• WHAT THE EXERCISE ASKS: Reproduce the category theory blog page below word for word, in full.

• DOCUMENT SECTION:
....................
Another Word For It Patrick Durusau on Topic Maps and Semantic Diversity

March 23, 2011

Computational Category Theory

Filed under: Category Theory — Patrick Durusau @ 5:58 am

Computational Category Theory (404 as of 21 August 2015)

Published in 1990 by D.E. Rydeheard and R.M. Burstall, Computational Category Theory uses ML to illustrate the relevance of category theory to CS.


Updated link: Computational Category Theory by D.E. Rydeheard and R.M. Burstall.

BTW, ML code is available as well.

Enjoy!

February 16, 2011

Introduction to Categories and Categorical Logic

Filed under: Category Theory — Patrick Durusau @ 1:02 pm

Introduction to Categories and Categorical Logic by Samson Abramsky and Nikos Tzevelekos.

Category theory is important for theoretical CS and I suspect should skilled explanations come along, CS practice as well.

From the preface:

The aim of these notes is to provide a succinct, accessible introduction to some of the basic ideas of category theory and categorical logic. The notes are based on a lecture course given at Oxford over the past few years. They contain numerous exercises, and hopefully will prove useful for self-study by those seeking a first introduction to the subject, with fairly minimal prerequisites. The coverage is by no means comprehensive, but should provide a good basis for further study; a guide to further reading is included.
....................
Outline annotation records
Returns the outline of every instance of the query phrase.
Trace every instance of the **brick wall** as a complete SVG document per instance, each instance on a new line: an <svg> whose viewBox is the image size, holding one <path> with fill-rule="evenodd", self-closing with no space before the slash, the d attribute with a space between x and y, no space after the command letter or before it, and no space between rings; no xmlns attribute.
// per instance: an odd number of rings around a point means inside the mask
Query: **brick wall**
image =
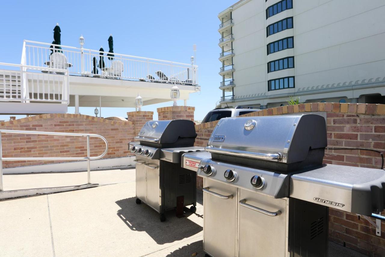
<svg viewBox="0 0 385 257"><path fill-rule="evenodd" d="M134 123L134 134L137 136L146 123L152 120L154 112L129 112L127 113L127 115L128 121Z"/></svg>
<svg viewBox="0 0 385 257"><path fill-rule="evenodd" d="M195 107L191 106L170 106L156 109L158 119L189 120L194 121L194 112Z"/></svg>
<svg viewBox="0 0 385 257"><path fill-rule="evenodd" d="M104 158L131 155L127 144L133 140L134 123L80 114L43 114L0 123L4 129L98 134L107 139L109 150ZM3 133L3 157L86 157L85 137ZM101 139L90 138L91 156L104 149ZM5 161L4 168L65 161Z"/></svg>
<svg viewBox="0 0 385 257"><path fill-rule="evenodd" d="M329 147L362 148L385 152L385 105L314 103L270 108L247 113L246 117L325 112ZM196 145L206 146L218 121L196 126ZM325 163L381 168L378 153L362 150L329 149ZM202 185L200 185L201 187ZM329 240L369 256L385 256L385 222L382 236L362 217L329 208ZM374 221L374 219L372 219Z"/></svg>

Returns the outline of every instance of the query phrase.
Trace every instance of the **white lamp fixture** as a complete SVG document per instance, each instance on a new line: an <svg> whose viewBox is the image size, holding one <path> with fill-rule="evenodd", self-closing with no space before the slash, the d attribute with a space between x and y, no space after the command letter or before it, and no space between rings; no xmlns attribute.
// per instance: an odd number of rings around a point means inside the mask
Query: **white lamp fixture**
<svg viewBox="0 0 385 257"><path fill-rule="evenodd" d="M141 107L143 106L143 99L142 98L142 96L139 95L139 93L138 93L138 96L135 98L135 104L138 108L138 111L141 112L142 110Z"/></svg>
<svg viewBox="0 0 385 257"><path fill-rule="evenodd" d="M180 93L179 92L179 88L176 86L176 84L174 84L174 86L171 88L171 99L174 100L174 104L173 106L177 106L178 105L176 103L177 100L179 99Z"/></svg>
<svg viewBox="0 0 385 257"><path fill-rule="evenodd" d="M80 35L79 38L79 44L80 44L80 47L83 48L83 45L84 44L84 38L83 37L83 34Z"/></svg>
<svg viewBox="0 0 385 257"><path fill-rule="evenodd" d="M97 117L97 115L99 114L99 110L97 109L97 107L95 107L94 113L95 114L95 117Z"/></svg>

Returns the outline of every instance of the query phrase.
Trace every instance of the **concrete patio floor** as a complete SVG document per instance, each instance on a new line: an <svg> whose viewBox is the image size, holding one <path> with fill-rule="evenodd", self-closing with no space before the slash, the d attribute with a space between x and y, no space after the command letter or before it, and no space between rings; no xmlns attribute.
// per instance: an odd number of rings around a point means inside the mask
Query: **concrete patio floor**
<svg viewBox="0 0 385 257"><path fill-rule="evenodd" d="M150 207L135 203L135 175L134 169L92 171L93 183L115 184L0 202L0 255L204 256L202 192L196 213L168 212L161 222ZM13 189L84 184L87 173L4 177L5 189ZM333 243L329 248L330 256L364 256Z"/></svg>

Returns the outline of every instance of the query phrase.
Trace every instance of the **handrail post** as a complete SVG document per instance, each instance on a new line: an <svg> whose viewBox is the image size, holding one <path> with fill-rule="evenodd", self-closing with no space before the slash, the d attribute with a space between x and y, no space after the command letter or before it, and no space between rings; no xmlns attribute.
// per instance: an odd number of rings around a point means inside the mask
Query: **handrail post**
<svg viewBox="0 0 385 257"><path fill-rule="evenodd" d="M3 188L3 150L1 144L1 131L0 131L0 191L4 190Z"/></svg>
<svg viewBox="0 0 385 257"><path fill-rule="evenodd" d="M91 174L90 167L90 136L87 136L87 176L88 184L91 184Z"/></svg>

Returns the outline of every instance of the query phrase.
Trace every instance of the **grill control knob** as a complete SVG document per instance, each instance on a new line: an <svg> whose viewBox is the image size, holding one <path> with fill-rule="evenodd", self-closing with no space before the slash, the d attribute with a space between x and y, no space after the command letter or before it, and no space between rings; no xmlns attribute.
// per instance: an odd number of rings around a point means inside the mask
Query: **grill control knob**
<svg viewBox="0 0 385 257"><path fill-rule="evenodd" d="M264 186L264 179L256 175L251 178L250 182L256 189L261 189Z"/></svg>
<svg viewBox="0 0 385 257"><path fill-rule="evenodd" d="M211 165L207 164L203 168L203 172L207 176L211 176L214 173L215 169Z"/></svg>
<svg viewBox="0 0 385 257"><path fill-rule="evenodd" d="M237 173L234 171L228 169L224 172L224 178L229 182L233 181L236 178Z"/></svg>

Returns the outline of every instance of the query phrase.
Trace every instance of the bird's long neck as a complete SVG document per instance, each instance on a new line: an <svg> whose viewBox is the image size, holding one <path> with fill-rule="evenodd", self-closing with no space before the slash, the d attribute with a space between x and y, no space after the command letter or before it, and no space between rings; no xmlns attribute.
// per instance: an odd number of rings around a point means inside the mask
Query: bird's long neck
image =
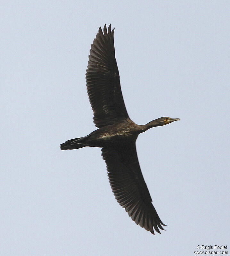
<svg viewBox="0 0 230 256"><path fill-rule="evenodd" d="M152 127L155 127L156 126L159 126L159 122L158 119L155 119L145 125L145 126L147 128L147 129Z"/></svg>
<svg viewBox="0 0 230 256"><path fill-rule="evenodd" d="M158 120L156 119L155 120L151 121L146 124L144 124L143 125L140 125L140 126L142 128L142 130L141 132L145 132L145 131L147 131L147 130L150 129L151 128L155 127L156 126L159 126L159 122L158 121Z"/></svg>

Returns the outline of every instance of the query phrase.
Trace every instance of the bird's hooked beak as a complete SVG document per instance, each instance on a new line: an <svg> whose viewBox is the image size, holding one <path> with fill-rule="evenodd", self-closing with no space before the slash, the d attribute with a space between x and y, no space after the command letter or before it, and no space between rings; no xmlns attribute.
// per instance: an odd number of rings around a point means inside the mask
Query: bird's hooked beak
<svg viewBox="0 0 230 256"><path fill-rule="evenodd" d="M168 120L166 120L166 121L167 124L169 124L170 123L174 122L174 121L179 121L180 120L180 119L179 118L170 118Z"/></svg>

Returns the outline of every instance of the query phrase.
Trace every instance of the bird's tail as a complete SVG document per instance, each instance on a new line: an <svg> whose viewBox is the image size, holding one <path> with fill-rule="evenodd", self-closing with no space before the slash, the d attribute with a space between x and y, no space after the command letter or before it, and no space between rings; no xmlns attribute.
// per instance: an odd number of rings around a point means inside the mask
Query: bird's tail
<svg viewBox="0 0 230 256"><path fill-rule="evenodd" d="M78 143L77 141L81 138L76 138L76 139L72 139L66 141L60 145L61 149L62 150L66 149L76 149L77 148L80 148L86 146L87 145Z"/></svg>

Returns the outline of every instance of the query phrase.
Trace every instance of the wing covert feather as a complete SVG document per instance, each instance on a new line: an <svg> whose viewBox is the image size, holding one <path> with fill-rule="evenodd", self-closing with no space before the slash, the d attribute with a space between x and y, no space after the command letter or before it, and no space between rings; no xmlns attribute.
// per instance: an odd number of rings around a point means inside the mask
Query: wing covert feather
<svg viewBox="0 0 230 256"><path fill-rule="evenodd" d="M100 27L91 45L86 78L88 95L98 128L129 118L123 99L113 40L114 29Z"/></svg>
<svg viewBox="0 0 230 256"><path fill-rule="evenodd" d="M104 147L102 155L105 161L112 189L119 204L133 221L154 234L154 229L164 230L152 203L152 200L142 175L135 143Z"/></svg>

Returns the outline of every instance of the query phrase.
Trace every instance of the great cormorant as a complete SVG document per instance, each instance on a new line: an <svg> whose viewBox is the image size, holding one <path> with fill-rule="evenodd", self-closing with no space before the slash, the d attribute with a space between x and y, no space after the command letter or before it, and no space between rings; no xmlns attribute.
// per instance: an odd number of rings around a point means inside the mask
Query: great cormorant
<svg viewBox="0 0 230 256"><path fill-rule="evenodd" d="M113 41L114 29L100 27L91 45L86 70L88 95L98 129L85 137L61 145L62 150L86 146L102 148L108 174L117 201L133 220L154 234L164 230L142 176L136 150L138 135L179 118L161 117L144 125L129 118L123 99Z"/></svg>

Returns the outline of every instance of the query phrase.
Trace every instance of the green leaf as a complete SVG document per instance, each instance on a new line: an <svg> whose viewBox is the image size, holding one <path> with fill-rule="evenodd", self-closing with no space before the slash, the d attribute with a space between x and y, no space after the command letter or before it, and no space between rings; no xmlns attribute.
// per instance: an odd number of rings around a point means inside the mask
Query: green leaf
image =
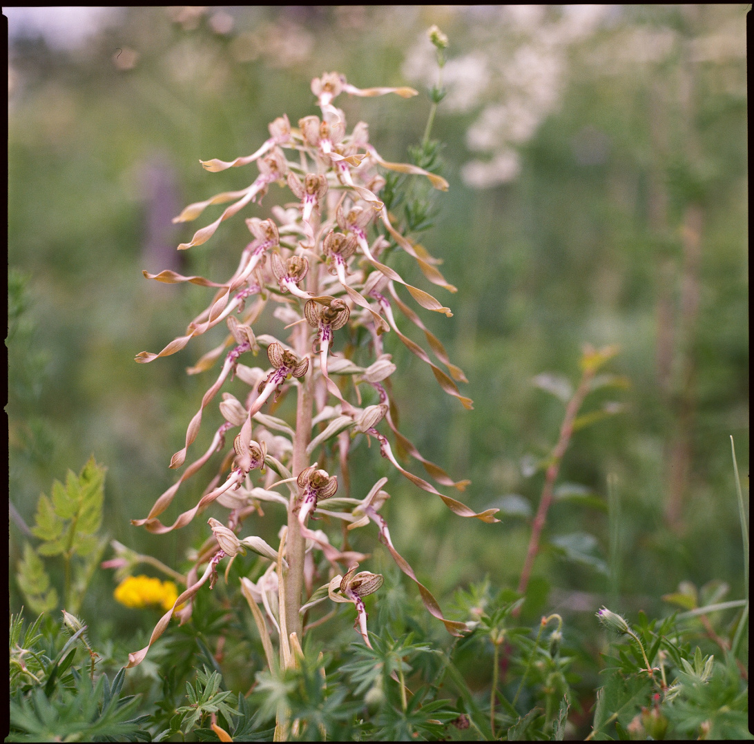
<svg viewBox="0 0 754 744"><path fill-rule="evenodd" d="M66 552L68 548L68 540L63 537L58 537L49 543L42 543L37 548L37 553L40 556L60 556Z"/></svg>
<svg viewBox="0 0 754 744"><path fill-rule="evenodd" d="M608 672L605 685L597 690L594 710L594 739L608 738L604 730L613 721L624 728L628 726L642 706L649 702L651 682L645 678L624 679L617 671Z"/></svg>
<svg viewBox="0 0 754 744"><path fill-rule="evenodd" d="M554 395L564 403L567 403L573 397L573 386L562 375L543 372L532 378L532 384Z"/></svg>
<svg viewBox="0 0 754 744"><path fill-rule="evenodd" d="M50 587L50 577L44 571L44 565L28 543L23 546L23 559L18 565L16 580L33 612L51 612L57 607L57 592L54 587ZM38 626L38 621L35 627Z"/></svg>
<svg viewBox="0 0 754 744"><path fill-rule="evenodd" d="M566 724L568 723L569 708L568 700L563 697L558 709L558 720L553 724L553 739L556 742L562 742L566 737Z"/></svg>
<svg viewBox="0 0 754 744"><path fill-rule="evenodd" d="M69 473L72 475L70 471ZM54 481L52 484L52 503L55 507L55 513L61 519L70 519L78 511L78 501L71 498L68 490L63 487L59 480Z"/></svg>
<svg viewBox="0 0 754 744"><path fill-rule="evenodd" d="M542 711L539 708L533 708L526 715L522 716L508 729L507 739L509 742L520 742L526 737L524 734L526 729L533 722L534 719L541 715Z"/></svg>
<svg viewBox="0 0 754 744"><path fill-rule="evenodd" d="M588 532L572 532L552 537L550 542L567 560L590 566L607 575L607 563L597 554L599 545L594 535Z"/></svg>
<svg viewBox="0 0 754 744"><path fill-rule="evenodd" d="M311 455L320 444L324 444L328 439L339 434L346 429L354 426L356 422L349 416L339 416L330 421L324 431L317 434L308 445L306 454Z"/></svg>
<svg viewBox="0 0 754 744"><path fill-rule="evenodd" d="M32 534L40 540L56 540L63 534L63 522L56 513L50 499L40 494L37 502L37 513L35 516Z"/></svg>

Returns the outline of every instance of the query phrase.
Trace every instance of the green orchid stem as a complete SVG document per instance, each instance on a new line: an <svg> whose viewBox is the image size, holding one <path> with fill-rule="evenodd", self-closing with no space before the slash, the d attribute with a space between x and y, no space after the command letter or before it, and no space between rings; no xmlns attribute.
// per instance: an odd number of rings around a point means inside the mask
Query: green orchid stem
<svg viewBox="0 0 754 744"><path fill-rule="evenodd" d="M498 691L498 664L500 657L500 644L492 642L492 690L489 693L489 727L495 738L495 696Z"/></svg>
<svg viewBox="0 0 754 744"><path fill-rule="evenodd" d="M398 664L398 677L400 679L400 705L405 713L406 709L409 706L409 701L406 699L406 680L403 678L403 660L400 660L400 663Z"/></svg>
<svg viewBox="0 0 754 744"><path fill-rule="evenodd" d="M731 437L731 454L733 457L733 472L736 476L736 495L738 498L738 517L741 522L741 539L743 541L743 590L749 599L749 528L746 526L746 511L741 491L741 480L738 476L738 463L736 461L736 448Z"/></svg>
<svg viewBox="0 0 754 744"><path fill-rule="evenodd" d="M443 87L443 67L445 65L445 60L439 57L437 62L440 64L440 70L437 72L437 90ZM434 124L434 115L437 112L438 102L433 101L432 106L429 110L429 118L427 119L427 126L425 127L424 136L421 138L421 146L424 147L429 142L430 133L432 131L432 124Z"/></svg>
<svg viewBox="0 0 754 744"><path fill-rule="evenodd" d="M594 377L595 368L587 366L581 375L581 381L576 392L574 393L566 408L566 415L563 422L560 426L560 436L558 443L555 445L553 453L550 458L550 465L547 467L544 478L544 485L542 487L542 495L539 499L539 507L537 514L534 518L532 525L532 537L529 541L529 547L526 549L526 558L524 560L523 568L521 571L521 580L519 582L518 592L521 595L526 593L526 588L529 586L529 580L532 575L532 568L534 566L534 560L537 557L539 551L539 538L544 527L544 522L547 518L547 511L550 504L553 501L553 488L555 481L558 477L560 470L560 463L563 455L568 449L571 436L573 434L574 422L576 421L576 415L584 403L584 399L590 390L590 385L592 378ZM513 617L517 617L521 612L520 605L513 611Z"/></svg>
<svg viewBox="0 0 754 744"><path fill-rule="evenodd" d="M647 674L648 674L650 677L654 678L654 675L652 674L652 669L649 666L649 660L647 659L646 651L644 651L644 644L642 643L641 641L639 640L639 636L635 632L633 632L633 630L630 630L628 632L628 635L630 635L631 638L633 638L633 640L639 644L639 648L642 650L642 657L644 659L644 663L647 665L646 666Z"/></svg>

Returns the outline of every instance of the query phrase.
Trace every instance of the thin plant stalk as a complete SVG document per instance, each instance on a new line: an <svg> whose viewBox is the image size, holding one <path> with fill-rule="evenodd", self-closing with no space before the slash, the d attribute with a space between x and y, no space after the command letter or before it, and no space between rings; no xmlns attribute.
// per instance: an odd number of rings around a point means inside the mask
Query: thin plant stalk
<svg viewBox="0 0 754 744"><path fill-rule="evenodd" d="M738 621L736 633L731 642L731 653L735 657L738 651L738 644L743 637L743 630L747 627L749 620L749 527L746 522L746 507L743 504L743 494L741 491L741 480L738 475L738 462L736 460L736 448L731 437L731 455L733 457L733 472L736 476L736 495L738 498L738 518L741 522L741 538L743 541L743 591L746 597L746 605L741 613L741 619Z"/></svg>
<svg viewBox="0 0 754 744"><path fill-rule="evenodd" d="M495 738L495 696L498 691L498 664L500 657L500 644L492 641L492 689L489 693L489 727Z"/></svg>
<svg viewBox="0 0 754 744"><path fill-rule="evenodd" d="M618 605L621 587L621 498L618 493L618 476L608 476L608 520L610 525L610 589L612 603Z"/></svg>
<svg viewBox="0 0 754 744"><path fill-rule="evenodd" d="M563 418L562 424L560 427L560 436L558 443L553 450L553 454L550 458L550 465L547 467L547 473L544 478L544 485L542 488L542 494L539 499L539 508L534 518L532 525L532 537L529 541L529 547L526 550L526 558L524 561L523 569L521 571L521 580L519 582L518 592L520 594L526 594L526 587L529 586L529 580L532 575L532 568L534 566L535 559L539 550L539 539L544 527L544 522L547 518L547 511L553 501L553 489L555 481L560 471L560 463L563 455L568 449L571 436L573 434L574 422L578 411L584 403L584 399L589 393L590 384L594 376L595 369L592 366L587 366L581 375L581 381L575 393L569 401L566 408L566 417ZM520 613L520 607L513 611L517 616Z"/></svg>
....................
• RESPONSE TO THE EXERCISE:
Another Word For It Patrick Durusau on Topic Maps and Semantic Diversity

March 23, 2011

Computational Category Theory

Filed under: Category Theory — Patrick Durusau @ 5:58 am

Computational Category Theory (404 as of 21 August 2015)

Published in 1990 by D.E. Rydeheard and R.M. Burstall, Computational Category Theory uses ML to illustrate the relevance of category theory to CS.


Updated link: Computational Category Theory by D.E. Rydeheard and R.M. Burstall.

BTW, ML code is available as well.

Enjoy!

February 16, 2011

Introduction to Categories and Categorical Logic

Filed under: Category Theory — Patrick Durusau @ 1:02 pm

Introduction to Categories and Categorical Logic by Samson Abramsky and Nikos Tzevelekos.

Category theory is important for theoretical CS and I suspect should skilled explanations come along, CS practice as well.

From the preface:

The aim of these notes is to provide a succinct, accessible introduction to some of the basic ideas of category theory and categorical logic. The notes are based on a lecture course given at Oxford over the past few years. They contain numerous exercises, and hopefully will prove useful for self-study by those seeking a first introduction to the subject, with fairly minimal prerequisites. The coverage is by no means comprehensive, but should provide a good basis for further study; a guide to further reading is included.